Everything from the line that contains "Could you please point out the woman's finger" through the last line of the listing must be copied exactly, with both of those lines included and no others.
= = =
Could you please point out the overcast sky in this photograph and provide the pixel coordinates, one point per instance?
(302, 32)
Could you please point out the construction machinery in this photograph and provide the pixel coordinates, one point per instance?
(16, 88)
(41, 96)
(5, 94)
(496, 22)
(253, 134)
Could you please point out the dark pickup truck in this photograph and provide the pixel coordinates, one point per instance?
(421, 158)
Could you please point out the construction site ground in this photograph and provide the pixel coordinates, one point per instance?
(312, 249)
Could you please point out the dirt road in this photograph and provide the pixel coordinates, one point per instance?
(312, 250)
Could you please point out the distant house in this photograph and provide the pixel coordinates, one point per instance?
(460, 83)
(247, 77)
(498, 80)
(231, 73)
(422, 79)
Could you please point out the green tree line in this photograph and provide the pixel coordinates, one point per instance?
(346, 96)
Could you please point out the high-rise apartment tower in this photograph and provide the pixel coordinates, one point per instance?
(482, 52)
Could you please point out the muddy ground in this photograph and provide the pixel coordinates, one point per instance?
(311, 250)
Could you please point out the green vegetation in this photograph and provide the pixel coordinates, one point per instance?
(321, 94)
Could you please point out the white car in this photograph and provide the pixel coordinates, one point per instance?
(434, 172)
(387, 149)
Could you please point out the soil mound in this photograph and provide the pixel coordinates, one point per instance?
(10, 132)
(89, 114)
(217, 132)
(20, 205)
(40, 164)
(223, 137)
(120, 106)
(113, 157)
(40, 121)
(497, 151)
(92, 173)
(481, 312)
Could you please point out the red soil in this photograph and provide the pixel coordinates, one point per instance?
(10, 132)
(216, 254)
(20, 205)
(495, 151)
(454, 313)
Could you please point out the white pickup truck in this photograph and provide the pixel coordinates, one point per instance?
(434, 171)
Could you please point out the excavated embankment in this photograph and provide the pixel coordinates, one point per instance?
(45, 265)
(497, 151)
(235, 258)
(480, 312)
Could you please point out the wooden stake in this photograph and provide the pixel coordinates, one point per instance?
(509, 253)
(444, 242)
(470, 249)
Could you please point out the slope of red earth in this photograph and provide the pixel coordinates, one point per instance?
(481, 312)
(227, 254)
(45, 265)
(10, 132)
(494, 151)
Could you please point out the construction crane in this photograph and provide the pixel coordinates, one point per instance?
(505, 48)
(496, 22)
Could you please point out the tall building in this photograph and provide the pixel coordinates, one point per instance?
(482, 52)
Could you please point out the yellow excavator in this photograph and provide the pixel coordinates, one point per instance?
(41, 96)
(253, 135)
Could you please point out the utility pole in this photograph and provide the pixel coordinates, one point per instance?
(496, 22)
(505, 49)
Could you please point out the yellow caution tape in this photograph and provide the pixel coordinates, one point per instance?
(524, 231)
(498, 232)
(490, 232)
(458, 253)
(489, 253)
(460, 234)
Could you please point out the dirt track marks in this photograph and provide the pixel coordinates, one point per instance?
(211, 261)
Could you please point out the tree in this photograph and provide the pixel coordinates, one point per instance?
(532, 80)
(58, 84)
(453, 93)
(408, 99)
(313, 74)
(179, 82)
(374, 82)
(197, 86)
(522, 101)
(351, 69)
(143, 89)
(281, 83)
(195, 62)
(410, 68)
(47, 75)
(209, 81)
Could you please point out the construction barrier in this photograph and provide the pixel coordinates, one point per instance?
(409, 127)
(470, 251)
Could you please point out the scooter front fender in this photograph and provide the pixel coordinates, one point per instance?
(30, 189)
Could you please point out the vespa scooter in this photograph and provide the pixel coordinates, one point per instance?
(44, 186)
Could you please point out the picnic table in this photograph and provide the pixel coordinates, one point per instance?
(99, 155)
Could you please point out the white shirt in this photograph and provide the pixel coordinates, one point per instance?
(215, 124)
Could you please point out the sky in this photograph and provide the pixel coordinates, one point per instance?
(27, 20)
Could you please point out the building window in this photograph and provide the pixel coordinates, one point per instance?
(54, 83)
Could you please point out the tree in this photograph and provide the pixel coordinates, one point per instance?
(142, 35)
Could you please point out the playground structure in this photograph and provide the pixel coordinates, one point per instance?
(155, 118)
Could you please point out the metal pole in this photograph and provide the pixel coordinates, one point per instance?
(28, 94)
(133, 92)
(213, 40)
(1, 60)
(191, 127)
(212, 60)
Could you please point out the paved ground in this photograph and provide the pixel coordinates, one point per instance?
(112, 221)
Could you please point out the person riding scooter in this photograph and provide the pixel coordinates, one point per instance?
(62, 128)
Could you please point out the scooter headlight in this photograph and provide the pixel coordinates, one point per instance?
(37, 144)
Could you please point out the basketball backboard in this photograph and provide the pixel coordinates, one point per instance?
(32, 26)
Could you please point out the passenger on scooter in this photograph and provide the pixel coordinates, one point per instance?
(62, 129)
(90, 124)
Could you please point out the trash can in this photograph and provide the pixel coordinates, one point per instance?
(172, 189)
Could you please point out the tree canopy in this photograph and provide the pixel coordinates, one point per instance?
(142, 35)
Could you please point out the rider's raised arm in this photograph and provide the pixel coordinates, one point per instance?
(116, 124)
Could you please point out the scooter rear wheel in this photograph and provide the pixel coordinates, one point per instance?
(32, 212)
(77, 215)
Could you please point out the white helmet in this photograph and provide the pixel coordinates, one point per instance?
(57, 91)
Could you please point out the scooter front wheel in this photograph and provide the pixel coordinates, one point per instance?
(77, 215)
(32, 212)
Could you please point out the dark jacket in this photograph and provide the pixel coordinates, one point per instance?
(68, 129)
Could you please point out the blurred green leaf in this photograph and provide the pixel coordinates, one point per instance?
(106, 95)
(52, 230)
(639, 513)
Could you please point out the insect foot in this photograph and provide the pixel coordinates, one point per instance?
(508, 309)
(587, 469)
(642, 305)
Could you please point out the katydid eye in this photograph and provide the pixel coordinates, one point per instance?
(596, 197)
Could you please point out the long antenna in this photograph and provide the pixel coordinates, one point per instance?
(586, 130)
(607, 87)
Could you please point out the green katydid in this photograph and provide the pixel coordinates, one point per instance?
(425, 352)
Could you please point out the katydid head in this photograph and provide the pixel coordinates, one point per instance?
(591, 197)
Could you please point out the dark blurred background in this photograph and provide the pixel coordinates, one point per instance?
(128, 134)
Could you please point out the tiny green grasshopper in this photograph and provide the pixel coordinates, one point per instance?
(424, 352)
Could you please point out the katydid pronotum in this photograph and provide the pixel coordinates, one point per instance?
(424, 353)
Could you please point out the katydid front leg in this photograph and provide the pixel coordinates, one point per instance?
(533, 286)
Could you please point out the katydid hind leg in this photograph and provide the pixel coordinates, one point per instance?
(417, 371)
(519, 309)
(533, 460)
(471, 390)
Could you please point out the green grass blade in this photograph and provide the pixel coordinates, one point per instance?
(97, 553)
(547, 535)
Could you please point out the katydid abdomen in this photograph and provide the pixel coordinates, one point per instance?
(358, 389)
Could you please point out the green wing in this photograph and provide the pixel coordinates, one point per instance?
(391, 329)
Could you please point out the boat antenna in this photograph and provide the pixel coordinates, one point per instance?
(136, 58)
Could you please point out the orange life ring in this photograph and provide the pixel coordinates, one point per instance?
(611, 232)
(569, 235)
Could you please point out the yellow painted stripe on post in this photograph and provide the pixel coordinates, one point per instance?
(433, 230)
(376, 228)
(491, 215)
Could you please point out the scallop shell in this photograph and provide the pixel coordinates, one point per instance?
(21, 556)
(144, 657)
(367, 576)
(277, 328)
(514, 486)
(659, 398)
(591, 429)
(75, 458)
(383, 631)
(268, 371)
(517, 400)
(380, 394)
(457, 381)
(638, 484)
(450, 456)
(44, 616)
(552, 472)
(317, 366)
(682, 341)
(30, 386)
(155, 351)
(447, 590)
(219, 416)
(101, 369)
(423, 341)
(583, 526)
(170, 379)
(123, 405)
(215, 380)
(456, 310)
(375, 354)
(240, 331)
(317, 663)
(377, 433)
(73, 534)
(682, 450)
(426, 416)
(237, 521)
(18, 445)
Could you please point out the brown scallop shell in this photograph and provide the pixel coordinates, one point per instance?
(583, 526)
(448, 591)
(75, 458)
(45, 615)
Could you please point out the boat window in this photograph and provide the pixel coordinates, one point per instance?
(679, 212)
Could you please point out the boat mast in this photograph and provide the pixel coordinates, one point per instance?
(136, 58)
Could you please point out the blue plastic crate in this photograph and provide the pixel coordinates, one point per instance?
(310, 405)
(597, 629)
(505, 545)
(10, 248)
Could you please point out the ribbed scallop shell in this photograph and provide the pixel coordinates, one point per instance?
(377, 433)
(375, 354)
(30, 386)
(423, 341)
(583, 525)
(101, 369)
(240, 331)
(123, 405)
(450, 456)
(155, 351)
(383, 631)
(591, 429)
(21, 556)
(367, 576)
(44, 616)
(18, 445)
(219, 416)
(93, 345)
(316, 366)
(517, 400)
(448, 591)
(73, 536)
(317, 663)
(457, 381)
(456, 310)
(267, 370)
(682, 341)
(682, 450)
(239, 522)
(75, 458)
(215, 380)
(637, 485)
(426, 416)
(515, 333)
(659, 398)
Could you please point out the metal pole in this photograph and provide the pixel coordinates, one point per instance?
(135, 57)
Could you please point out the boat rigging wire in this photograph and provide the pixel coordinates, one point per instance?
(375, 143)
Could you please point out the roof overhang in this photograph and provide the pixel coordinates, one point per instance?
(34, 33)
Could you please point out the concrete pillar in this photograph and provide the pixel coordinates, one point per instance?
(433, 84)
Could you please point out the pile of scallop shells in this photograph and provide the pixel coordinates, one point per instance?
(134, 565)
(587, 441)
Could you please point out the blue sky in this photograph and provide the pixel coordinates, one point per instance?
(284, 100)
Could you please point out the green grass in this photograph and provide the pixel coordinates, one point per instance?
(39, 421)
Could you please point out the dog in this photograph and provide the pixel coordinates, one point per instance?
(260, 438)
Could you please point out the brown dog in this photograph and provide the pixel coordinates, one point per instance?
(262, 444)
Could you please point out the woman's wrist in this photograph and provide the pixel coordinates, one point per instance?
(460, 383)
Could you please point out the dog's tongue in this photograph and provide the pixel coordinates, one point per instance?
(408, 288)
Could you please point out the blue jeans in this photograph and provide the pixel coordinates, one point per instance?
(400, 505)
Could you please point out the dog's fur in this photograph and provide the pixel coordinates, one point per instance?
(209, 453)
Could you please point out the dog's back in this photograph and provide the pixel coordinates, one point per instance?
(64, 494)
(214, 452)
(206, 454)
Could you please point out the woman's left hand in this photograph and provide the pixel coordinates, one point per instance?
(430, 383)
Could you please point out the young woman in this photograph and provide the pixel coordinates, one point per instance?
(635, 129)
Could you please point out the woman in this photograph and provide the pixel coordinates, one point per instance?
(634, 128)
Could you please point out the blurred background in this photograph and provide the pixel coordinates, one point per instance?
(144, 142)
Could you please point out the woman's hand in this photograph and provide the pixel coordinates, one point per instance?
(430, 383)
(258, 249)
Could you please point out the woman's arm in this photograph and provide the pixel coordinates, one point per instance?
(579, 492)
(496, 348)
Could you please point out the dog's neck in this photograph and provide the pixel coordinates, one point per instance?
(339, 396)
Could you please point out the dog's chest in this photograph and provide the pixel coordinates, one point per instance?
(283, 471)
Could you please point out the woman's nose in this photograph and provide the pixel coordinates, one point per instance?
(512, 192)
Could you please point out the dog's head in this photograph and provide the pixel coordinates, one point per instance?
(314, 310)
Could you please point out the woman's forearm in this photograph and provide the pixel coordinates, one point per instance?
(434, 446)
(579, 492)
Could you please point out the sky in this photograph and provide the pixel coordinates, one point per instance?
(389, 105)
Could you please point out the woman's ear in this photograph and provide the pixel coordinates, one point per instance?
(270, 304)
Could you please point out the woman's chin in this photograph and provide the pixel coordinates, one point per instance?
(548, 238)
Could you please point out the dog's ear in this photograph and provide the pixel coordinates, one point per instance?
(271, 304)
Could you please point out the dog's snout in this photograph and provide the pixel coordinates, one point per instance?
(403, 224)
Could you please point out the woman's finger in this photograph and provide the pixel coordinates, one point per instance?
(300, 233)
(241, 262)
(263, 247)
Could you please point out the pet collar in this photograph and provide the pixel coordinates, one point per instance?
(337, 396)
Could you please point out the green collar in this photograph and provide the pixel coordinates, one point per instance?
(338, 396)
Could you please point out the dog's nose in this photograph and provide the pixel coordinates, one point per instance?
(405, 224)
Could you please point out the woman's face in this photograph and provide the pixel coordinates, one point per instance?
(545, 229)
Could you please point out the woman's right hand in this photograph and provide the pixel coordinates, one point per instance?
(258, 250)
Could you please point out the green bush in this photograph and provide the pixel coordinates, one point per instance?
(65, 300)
= = =
◆ REPLY TO THE EXERCISE
Could you please point out the woman's finger in this photograph and provide the pixel coordinates, one point per instance?
(300, 233)
(241, 262)
(263, 247)
Could you please point out the pet collar in this photograph and provide the pixel coordinates, one point per instance?
(337, 396)
Could you please point out the green collar in this photograph and provide the pixel coordinates, one point per instance?
(338, 396)
Could you please point out the dog's nose in this photograph and provide the pixel coordinates, one point per instance?
(405, 224)
Could you please point out the woman's face in this photograph and provide the pixel coordinates, one point per instance?
(545, 229)
Could you please point out the woman's right hand in this photograph and provide the pixel coordinates, one point per instance?
(258, 250)
Could you please point out the green bush in this photograph and provide the pixel coordinates, one point per instance?
(65, 300)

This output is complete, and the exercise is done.